- About this exercise
Verbatim reproduction of the entries is required; images must be omitted.

- Saved entries
====================
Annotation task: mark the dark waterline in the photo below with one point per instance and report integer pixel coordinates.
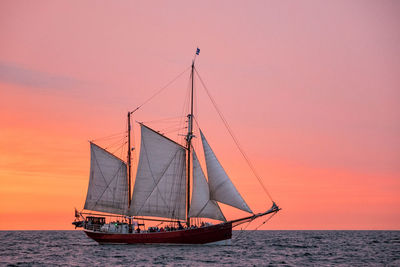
(249, 248)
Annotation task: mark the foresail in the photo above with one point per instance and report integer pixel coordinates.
(108, 186)
(160, 185)
(221, 187)
(201, 205)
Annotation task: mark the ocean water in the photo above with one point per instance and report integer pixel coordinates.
(249, 248)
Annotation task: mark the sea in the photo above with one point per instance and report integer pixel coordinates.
(249, 248)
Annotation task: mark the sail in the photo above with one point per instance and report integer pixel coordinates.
(108, 185)
(202, 206)
(221, 187)
(160, 185)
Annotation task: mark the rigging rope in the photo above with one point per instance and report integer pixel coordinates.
(160, 90)
(233, 137)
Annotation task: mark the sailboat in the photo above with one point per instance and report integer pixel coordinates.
(170, 189)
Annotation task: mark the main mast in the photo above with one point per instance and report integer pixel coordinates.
(129, 160)
(189, 141)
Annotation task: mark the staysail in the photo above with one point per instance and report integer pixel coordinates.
(201, 205)
(108, 186)
(221, 187)
(160, 185)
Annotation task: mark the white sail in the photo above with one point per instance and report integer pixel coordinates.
(160, 185)
(221, 187)
(201, 205)
(108, 184)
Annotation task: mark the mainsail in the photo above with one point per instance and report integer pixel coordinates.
(221, 187)
(108, 188)
(160, 185)
(201, 204)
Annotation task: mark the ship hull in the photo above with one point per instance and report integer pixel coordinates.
(204, 235)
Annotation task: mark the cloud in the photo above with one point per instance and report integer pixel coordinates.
(13, 74)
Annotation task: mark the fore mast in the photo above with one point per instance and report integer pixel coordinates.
(189, 137)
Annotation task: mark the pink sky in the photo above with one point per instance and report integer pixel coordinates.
(311, 89)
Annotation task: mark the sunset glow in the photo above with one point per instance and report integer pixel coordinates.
(310, 88)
====================
- Output of the exercise
Annotation task: mark the dark waterline in the photo below with one point per instance and report integer pixel coordinates.
(249, 248)
Annotation task: mark the foresail in the photo above with one point per instance and report integer pixel coordinates.
(108, 186)
(160, 185)
(221, 187)
(201, 205)
Annotation task: mark the ocean water in the photo above with one point per instance and report integer pixel coordinates.
(249, 248)
Annotation task: mark the sea in the photo above with one point per instance and report integer pixel coordinates.
(249, 248)
Annotation task: mark the sail in the photo above with one point per instance and report integer pixel coordinates.
(108, 185)
(202, 206)
(221, 187)
(160, 185)
Annotation task: mark the rigging rope in the photo above with one point per instance and report integer pixel coordinates.
(160, 90)
(233, 137)
Annotation task: mark the sailboat in the photo above with one point per instance and report integer pixel coordinates.
(170, 189)
Annotation task: mark the main mast in the photo above with one point per instance and report integer pixel coordinates.
(129, 160)
(189, 141)
Annotation task: mark the staysail in the photo above with one point per instance and report integer pixel coordinates.
(201, 205)
(108, 186)
(221, 187)
(160, 185)
Annotation task: mark the white sail in the photo above with one point per instance and report integer pixel coordinates.
(160, 185)
(221, 187)
(201, 205)
(108, 184)
Annotation task: mark the mainsail in the photo above with one point per instance and report integer pixel coordinates.
(221, 187)
(108, 188)
(160, 185)
(201, 204)
Annotation task: mark the ship hull in the photo above with one point per instance and report integer pixel coordinates.
(204, 235)
Annotation task: mark the cloud in the photo above with one point per instance and report integer pixel coordinates.
(13, 74)
Annotation task: mark the fore mast in the photo above with one point per instance and report integer pixel coordinates.
(189, 137)
Annotation task: mark the pink sky in the photo above with one point per instance and report integer pixel coordinates.
(311, 89)
Annotation task: mark the sunset glow in the photo above with one point per instance and report integer pixel coordinates.
(310, 88)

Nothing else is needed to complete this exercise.